**Problem to work on**
Using the listing below, retype only the lines from the line with "target: bush with green foliage" through the end, both ends included, and exclude the pictures.

**Data listing**
- - - - - - -

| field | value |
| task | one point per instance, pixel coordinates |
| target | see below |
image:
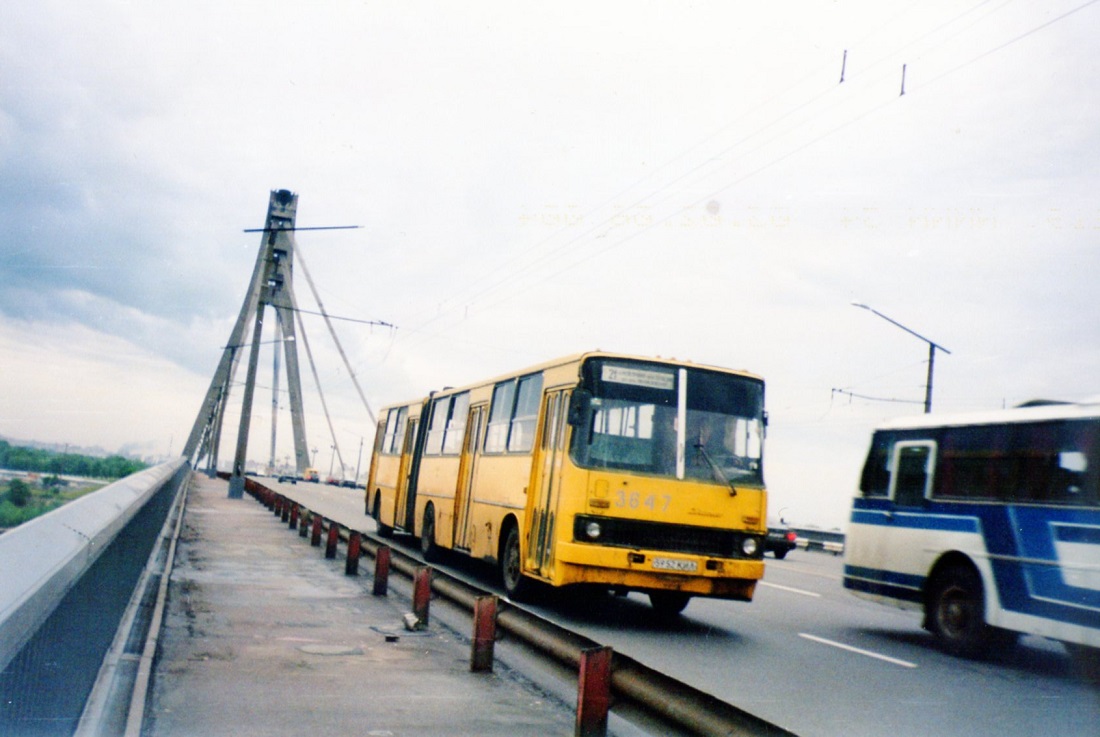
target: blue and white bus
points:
(988, 523)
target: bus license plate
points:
(675, 564)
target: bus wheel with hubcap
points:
(669, 603)
(428, 547)
(384, 530)
(515, 583)
(956, 614)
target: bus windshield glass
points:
(681, 422)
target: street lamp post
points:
(932, 351)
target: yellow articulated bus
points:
(608, 470)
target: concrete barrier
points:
(42, 559)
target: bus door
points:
(463, 491)
(899, 545)
(911, 473)
(405, 498)
(547, 487)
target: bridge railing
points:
(44, 558)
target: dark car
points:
(780, 541)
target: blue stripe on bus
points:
(1079, 534)
(916, 521)
(1021, 545)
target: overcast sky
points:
(688, 179)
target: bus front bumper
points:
(650, 570)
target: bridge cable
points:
(328, 321)
(317, 380)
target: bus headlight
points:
(592, 529)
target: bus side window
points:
(912, 473)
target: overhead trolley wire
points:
(573, 243)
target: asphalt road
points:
(814, 659)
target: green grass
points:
(41, 501)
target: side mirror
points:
(579, 407)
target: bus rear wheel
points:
(515, 583)
(669, 603)
(428, 547)
(384, 530)
(956, 612)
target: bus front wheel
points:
(956, 612)
(515, 583)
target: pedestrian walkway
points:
(264, 636)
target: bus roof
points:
(570, 359)
(1032, 411)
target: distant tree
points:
(19, 493)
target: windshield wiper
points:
(715, 469)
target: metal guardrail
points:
(44, 558)
(631, 682)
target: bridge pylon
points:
(271, 286)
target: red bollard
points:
(593, 692)
(421, 594)
(381, 571)
(481, 651)
(354, 540)
(330, 548)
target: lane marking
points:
(793, 591)
(879, 656)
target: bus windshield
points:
(680, 422)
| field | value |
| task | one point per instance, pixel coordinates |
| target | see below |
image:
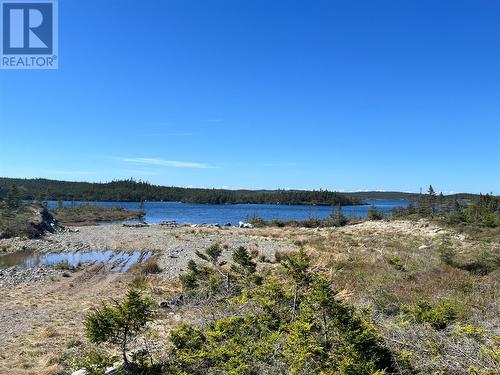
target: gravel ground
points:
(172, 247)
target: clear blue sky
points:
(345, 95)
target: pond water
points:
(120, 261)
(157, 212)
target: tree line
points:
(136, 191)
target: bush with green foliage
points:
(438, 316)
(118, 323)
(374, 214)
(288, 325)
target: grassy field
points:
(431, 292)
(90, 214)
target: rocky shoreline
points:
(172, 247)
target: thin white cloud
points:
(213, 120)
(180, 134)
(283, 164)
(166, 163)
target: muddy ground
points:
(41, 318)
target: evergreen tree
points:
(12, 200)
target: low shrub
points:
(438, 316)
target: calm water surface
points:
(121, 261)
(157, 212)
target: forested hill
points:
(130, 190)
(364, 195)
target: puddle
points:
(119, 261)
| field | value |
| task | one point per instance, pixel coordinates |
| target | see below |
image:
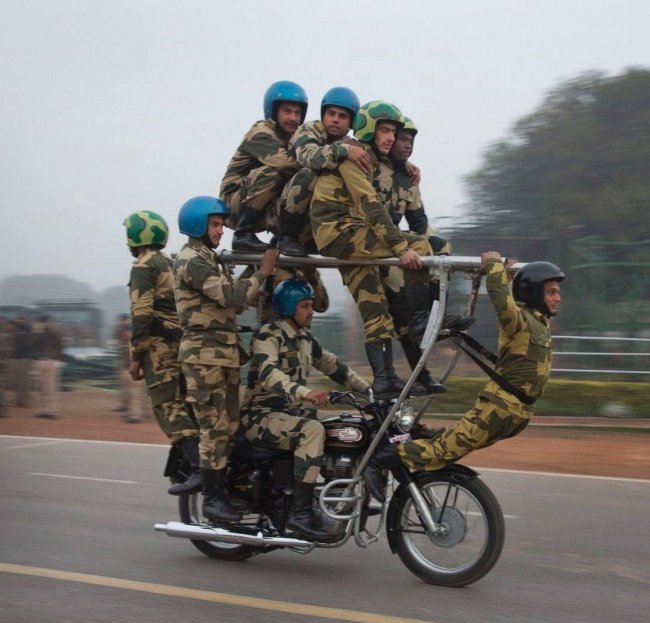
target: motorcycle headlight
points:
(405, 417)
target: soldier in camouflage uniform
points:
(262, 165)
(208, 300)
(274, 416)
(349, 222)
(155, 338)
(398, 192)
(317, 146)
(524, 361)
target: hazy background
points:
(114, 106)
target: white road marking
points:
(66, 476)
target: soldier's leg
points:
(482, 426)
(162, 375)
(293, 213)
(304, 436)
(258, 193)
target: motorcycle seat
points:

- - - - - - -

**Written response**
target: bush with green foliage
points:
(438, 316)
(118, 323)
(374, 214)
(288, 325)
target: grassy field
points:
(431, 292)
(90, 214)
target: rocky shoreline
points:
(172, 247)
target: thin white cloud
points:
(213, 120)
(180, 134)
(283, 164)
(166, 163)
target: muddy ground
points:
(41, 318)
target: evergreen tree
points:
(12, 200)
target: low shrub
points:
(438, 316)
target: calm water surface
points:
(121, 261)
(157, 212)
target: forested hill
points:
(130, 190)
(364, 195)
target: puddle
points:
(119, 261)
| field | value |
| task | one point per instance, pixel coordinates |
| target | see below |
image:
target: motorcycle headlight
points:
(405, 417)
target: soldier in camouflage uniform
points:
(262, 165)
(208, 300)
(274, 416)
(349, 222)
(155, 338)
(398, 192)
(317, 146)
(524, 361)
target: hazy background
points:
(114, 106)
target: white road marking
points:
(66, 476)
target: soldier's leg
points:
(482, 426)
(162, 375)
(293, 213)
(304, 436)
(258, 193)
target: motorcycle seat
points:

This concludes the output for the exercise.